◆ **Selected text**:

This story is from August 10, 2022

Olivia Newton-John, Grammy-winning pop icon & 'Grease' star, dies

Olivia Newton-John, who sang some of the biggest hits of the 1970s and '80s while recasting her image as the virginal girl next door into a spandex-clad vixen - a transformation reflected in miniature by her starring role in "Grease", one of the most popular movie musicals of its era - died on Monday in South California. She was 73.
Olivia Newton-John, Grammy-winning pop icon & 'Grease' star, dies
Film still of Olivia Newton-John and John Travolta in the film ‘Grease’
Olivia Newton-John, who sang some of the biggest hits of the 1970s and '80s while recasting her image as the virginal girl next door into a spandex-clad vixen - a transformation reflected in miniature by her starring role in "Grease", one of the most popular movie musicals of its era - died on Monday in South California. She was 73.
The death was announced by her husband, John Easterling.The British-born, Australian-raised performer whose sales topped 100 million records had lived with a breast cancer diagnosis since 1992 and in 2017 announced that the cancer had returned and spread.
Newton-John amassed No. 1 hits, chart-topping albums and four records that sold more than 2 million copies each. From 1973-83, Newton-John was among the world's most popular entertainers. She had 14 top 10 singles just in the US, won four Grammys, starred with John Travolta in "Grease" and with Gene Kelly in "Xanadu." The fast-stepping Travolta-Newton-John duet, "You're the One That I Want," was one of the era's biggest songs and has over 15 million copies.

◆ **Supplied material**:
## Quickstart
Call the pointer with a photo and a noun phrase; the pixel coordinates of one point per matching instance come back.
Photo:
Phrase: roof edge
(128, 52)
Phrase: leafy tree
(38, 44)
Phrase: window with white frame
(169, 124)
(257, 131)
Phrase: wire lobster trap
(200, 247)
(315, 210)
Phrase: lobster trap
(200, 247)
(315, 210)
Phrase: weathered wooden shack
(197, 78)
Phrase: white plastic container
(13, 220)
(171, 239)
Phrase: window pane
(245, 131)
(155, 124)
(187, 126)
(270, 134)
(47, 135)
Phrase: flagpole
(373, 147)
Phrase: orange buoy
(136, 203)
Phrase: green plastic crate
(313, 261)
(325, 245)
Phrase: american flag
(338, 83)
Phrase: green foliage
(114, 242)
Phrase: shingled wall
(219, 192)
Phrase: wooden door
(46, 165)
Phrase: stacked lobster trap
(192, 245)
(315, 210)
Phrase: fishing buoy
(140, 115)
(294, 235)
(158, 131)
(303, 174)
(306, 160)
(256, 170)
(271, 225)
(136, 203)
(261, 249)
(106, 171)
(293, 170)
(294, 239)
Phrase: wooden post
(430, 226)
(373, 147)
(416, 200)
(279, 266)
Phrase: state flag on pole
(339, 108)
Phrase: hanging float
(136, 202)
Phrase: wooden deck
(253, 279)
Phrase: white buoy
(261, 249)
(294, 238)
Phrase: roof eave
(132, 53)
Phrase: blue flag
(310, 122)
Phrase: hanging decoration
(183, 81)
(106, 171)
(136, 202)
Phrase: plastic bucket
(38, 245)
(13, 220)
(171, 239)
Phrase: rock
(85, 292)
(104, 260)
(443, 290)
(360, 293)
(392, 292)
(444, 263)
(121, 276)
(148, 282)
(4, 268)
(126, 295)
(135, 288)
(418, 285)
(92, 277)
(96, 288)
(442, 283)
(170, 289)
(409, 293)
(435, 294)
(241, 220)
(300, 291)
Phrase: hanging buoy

◆ **Required tasks**:
(a) Retype the stretch of the Olivia Newton-John article from "Newton-John amassed No." through "15 million copies.".
(b) According to the Olivia Newton-John article, who announced her death?
(c) Pick up the Olivia Newton-John article after its last sentence and keep writing it.

◆ **Results in order**:
(a)
Newton-John amassed No. 1 hits, chart-topping albums and four records that sold more than 2 million copies each. From 1973-83, Newton-John was among the world's most popular entertainers. She had 14 top 10 singles just in the US, won four Grammys, starred with John Travolta in "Grease" and with Gene Kelly in "Xanadu." The fast-stepping Travolta-Newton-John duet, "You're the One That I Want," was one of the era's biggest songs and has over 15 million copies.

(b) Her husband, John Easterling.

(c)
In 1978 "Grease", her character, Sandy, transformed from a pigtailed square smitten with John Travolta's bad-boy Danny to a gum-smacking bad girl. "Grease" is one of the highest grossing movie musicals ever, besting even "The Sound of Music." Its soundtrack became the second best-selling album of the year, beaten only by the soundtrack for "Saturday Night Fever". The "Grease" soundtrack spawned two No. 1 hits, both sung by the co-stars, including the manically lusty "You're the One That I Want" and the doo-wop romp "Summer Nights." A ballad Newton-John sang alone, "Hopelessly Devoted to You," earned the film's lone Oscar nomination, for best song. "Yours from the moment I saw you and forever! Your Danny, your John," Travolta wrote in an online post.
Applying the evolution of her "Grease" character to her singing career, Newton-John titled her next album "Totally Hot," and presented herself on the cover in shoulder-to-toe leather. The album, released at the end of 1978, went platinum, yielding the rock-oriented "A Little More Love" with the line, "Where did my innocence go?"
In 1981, Newton-John scored her biggest hit single "Physical". The song's accompanying video featured her in work-out clothes and a headband, which fuelled a fashion trend. Newton-John's career cooled off after "Physical" but in 2015 she had another No. 1 hit on the dance charts - "You Have to Believe", a revamped version of "Magic" performed with her only child, Chloe Lattanzi. She would make another movie with Travolta, "Two of a Kind" in 1983, and they recorded an album of Christmas songs in 2012.